**GIVEN INSTRUCTION 1**
In the Open COBOL discussion, which operating system version was the compiled cobc executable built for?
**GIVEN INSTRUCTION 2**
Summarize the Open COBOL discussion in two sentences.
**GIVEN INSTRUCTION 3**
Write the next few lines of the Open COBOL discussion, continuing after its final sentence.

**TEXT BLOCK**
────

You still seem to have missed the most important point. Open COBOL was
compiled from source on a 64 bit machine giving:

/usr/local/bin/cobc: ELF 64-bit LSB executable, x86-64, version 1 (FreeBSD), dynamically linked (uses shared libs), for FreeBSD 9.1, stripped

Note, it is a 64 bit ELF executable. But, the CALL interface appears to
be expecting to receive back a 32 bit pointer. That's the problem, as I
see it. It is not a cse of trying to run 32 bit code on a 64 bit machine.
It is an internals problem in the compiler.

>
>>
>>>
>>>
>>>>
>>>>>
>>>>> That the problem with the FAQ it is not updated unless someone
>>>>> reports such and provides an updated text etc.
>>>>
>>>> I guess I am confused. I don't see it as problem with the program
>>>> in the FAQ. That should work as written regardless of the wordsize
>>>> of the host cpu. Isn't that supposed to be one of the strengths of
>>>> COBOL? :-)
>>>
>>> It is platform acrhitecture, not COBOL, that needs to be carefully
>>> complied with.
>>
>> Not necessarily.
>
> Yes, necessarily. 32 bit code physically cannot call 64 bit code unless some
> very esoteric options are in place (both at build and run times) and these
> are not the norm. (Even then it is severely limited in what it can do.) I
> speak as one with considerable experience in this field and with the hair
> loss to prove it...
>
>
>
>> I have seen a lot of Open Source code that was
>> developed on 32 bit machines that are assumed to be 64bit safe.
>> This is not necessarily true.
>
> Not necessarily, but generally so. Normally, 32 bit code IS 64 bit safe and
> will run fine on 64 bit platforms. The converse is NOT true.
>
>>Especially if there is anything
>> like pointer arithmetic involved.
>
> Problems with pointer arithmetic are going to happen on any platform unless
> proper care is taken. That is nothing to do with 32/64 bit compatibility.

That's true, but they are more like when you move code between machines
where the sizes of data types change and rather than verifying the developer
just assumes if it ran on one it will run on another.

>
>>Maybe if people didn't turn off
>> warnings and instead fixed the cause a lot of these kinds of problems
>> would go away.
>
> Maybe if people didn't use pointer arithmetic there would be no pointer
> arithmetic problems.

And if cars had square wheels there wold be a lot less highway accidents.
Don't blame the tool.

────

[Stored data entries]
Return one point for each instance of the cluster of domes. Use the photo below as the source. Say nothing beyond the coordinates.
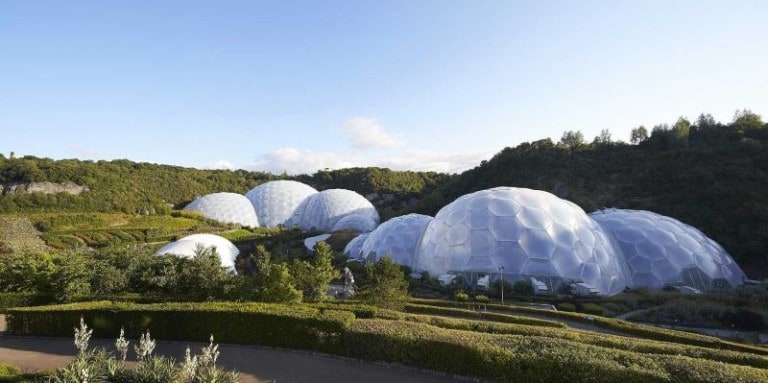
(290, 204)
(525, 234)
(227, 208)
(520, 233)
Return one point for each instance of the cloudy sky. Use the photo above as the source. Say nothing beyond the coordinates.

────

**WRITTEN ANSWER 1**
FreeBSD 9.1

**WRITTEN ANSWER 2**
One participant reports that Open COBOL was compiled from source as a 64-bit executable on FreeBSD, yet its CALL interface appears to expect a 32-bit pointer back, which the writer calls an internals problem in the compiler rather than a case of running 32-bit code on a 64-bit machine. The quoted exchange argues over whether 32-bit code is generally 64-bit safe and whether pointer arithmetic problems come from moving code between platforms, turning off warnings, or using pointer arithmetic at all.

**WRITTEN ANSWER 3**
>
>
>>
>> I am not criticizing the Open/GNU COBOL people. i think the compiler
>> is nice but I also know there is very little documentation on using
>> this COBOL with databases. That likely means not many people have
>> tried or figured it out yet. That means there may be latent bugs in
>> the methods used to do this. Having done a bit of this kind of
>> programming (recently even!!!) using commercial systems I have an
>> interest in seeing it get more widespread use in the Open Source
>> world.
>
> Yeah... good luck with that.

Yeah, I know where you stand on that. We have discussed this before.
Here's another data point for you. US Social Security Administration.
Core system is 36 million lines of COBOL. It was suggested to re-write
it into "a more modern language" several time over the past decade. In
every case the decision was that it would be "too expensive, too complex
a problem and too risky" to do it. They basicly did the same thing as
the Insurance companies. But a layer between the real computers and the
fluffy web world and continued to march.

>
>
>> I am even looking into the possibility of writting a
>> pre-compiler to make it easier. But first, I have t make it work.
>> For now, it looks like I will be doing most of my work on the 32 bit
>> system as once I am done everything I do should be portable to 64
>> bits assuming there are not interface problems in the underlying
>> packages. We will see.
>
> It still won't work if you try and use it with 64 bit code that is built as
> 64 bit.
>
> I'm done.
>

Undoubtedly...

Bill Gunshannon

unread,
Apr 23, 2014, 8:44:24 AM4/23/14
to
In article <61500a1e-98eb-453c...@googlegroups.com>,
bwmt...@gmail.com writes:
>
>> Is theere something different about v2 over v1.1?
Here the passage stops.